## What to work on
• 1. Reproduce the passage on Git objects from "The content of repository" to "CVS or Subversion.", copying every word as it appears.
• 2. Answer these questions using the passage on Git objects.
(a) Into how many parts does using the first byte of the SHA1 as a directory divide the namespace?
(b) Which command creates tree objects from the index?
(c) What metadata does a blob contain?
• 3. Pick up the passage on Git's object store after its last sentence and keep writing it.

Git inserts a / after the first two digits to improve filesystem efficiency. Some filesystems slow down if you put too many files in the same directory; making the first byte of the SHA1 into a directory is an easy way to create a fixed, 256-way partitioning of the namespace for all possible objects with an even distribution.


The content of repository objects can be queried with git cat-file.

SHA1, Hash Code, Object ID

Each object in the Object Repository has an unique name produced by applying a SHA1 function to the content of the object. SHA1, hash code and object ID are used interchangeably. Also see:

SHA-1

Blob

Each version of a file is represented as a blob (binary large object), treated as opaque. A blob contains the file's data, but none of its metadata, not even the file name. Git internal database stores every version of every file - not their differences - as files are modified and go from one version to the next. Because Git uses the hash of a file's complete content as the name for that file, it must operate on each complete copy of the file. Because Git does not maintain deltas, diffs and patches are derived data, not the fundamental data they are in CVS or Subversion.

Tree

A tree object represents a directory. It records blob identifiers, pathnames, and metadata for all files in the directory. It also contains, recursively, other sub-tree objects. Tree objects are created from the index with git write-tree. The trees are stored in the object store and can be listed with git cat-file.

## Dataset section

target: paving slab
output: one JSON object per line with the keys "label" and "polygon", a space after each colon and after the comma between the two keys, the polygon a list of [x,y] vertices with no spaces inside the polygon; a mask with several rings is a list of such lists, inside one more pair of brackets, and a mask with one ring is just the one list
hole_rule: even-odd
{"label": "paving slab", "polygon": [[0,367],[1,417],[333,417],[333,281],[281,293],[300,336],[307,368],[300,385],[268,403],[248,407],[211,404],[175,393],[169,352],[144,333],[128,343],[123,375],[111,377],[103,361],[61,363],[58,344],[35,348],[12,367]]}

## The replies
• 1.
The content of repository objects can be queried with git cat-file.

SHA1, Hash Code, Object ID

Each object in the Object Repository has an unique name produced by applying a SHA1 function to the content of the object. SHA1, hash code and object ID are used interchangeably. Also see:

SHA-1

Blob

Each version of a file is represented as a blob (binary large object), treated as opaque. A blob contains the file's data, but none of its metadata, not even the file name. Git internal database stores every version of every file - not their differences - as files are modified and go from one version to the next. Because Git uses the hash of a file's complete content as the name for that file, it must operate on each complete copy of the file. Because Git does not maintain deltas, diffs and patches are derived data, not the fundamental data they are in CVS or Subversion.

• 2.
(a) 256
(b) git write-tree
(c) None, not even the file name.

• 3.
Commit

A commit object encapsulates an atomic changeset of the workspace. The commit represent a snapshot of all files in the repository. Internally, the commit object contains 1) metadata (author of the change, the committer, commit date and time, log message) 2) points to tree object that captures, in one complete snapshot, the state of the repository at the time the commit was performed and 3) the previous (parent) commit. By default, the author and the committer are the same, there are just a few situations when they're different. The commit objects are created internally with git commit-tree and the user-level commit mechanics is encapsulated in git commit.

The initial commit (the root commit) has no parent. The rest of the commits in a repository are derived from at least one earlier commit, where the direct ancestors are called parent commits. Most commits have one parent. When we commit after a merge, that commit, named merge commit, has more than one parent. Each commit points back to its parent(s). The commit object are stored in a graph structure, different from the structure used by the tree objects. When you make a new commit, you can give it one or more parent commits. The HEAD commit an implicit reference pointing to the most recent commit on a branch. For more about references, see references. For more about naming, see Names in Git. The primary command to show the history of commits is git log. Other commands useful for locating commits are git bisect and git blame.

Commits can be re-ordered, but this is an operation that rewrites the history. The most common method to reorder commits is with an interactive rebase.

DAG and Reachable Commits

The commits form logical Directed Acyclic Graphs (DAGs) and it makes sense to talk about relative positions among commits. Git has a special notation for that: relative commit names. In a Git commit graph, the set of reachable commits are those you can reach from a given commit by traversing the directed parent links. Conceptually, the set of reachable commits is the set of ancestor commits that flow into and contribute to a given starting commit.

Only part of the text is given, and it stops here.